To do:
Please could you give again the lines from the one holding "Where can the cockpit" through the final line of the data below, exactly, with no other lines?

Extracted entries:
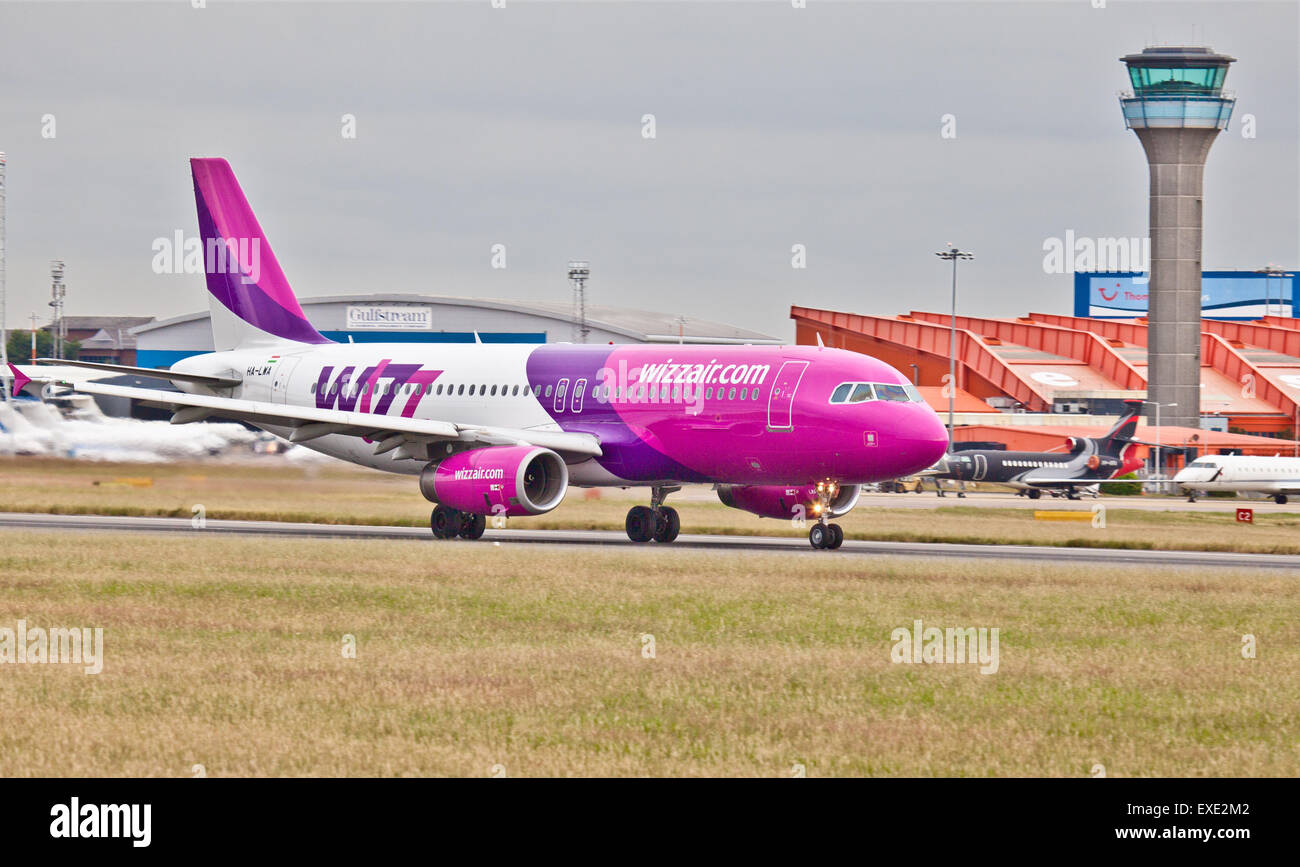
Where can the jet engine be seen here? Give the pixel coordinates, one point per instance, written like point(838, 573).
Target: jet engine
point(497, 480)
point(781, 501)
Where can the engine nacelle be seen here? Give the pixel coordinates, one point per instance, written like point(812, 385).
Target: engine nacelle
point(498, 480)
point(787, 501)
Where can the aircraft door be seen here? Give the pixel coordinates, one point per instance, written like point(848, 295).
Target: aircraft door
point(780, 403)
point(280, 378)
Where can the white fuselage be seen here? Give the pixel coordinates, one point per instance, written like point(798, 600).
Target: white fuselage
point(291, 375)
point(1242, 473)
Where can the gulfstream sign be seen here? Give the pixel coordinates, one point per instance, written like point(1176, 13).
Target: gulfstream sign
point(389, 317)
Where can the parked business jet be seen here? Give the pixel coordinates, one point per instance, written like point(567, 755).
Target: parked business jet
point(1086, 462)
point(505, 429)
point(1275, 476)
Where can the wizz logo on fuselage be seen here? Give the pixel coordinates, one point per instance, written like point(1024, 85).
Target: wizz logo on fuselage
point(384, 380)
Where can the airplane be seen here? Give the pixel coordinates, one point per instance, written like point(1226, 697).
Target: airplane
point(501, 430)
point(1090, 460)
point(1277, 476)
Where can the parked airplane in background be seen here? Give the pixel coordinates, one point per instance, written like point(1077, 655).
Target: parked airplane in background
point(1275, 476)
point(503, 429)
point(1087, 462)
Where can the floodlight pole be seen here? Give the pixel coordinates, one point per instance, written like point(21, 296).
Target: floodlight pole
point(953, 254)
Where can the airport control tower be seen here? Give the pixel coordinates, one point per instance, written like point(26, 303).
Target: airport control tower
point(1177, 108)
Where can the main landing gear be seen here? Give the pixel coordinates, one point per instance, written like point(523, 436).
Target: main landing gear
point(450, 523)
point(824, 536)
point(655, 521)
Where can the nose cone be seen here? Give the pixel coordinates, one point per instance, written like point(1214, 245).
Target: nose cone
point(921, 439)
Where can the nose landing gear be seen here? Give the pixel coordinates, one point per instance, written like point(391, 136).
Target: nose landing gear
point(655, 521)
point(824, 536)
point(450, 523)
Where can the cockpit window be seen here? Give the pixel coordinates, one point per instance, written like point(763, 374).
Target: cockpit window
point(861, 391)
point(891, 393)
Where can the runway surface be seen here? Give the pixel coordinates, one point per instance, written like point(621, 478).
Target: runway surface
point(787, 545)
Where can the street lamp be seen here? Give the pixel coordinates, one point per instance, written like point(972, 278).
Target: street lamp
point(953, 254)
point(1158, 465)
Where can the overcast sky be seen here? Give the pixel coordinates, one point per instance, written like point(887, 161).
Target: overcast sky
point(523, 126)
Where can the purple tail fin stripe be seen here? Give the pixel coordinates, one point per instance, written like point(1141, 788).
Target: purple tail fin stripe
point(20, 380)
point(224, 213)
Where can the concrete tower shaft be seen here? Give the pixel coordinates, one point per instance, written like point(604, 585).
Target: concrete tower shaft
point(1177, 109)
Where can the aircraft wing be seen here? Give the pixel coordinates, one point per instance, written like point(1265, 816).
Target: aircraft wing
point(216, 382)
point(389, 433)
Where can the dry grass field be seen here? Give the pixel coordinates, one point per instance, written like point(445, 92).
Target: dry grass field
point(336, 493)
point(528, 660)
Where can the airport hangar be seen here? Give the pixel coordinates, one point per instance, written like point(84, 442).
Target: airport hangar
point(1030, 382)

Your response:
Where can the cockpit window be seen here? Give the pixel coordinates, one point per instance, written like point(763, 374).
Target: cockpit window
point(861, 391)
point(891, 393)
Where can the runway surface be seen here? Give the pixel coordinates, one point per instance, written like point(621, 478).
Target: runway surface
point(787, 545)
Where can the street lamp be seen here? Give the pixel coordinates, one point per instance, written like point(972, 278).
Target: street lamp
point(953, 254)
point(1158, 465)
Where can the overcast sky be seen here? Give the pixel coordinates, one point per instance, written like point(887, 161).
Target: overcast sky
point(523, 126)
Where can the purple tail fin stripe be seen here? Give the pixel coordinates, one point per instance, written like point(1141, 788).
Target: purple tail fin stripe
point(20, 380)
point(224, 213)
Where can the concrete tower shaft be seen here? Give the pixel coordinates, one point per instance, written like point(604, 585).
Target: concrete tower shaft
point(1177, 109)
Where can the aircraft wing be seen here? Give the pixel coordinates, one point per instance, written like point(1265, 816).
Target: aircraft wing
point(216, 382)
point(389, 433)
Where can the dry grass field be seen here? Give the pixel coordinates, one point per instance, written like point(445, 92).
Target: dry grass field
point(336, 493)
point(528, 660)
Where can the airport hangar be seen here? Give the pixel coordinates, one point per instance, written like point(84, 442).
Target: airport hangar
point(1030, 382)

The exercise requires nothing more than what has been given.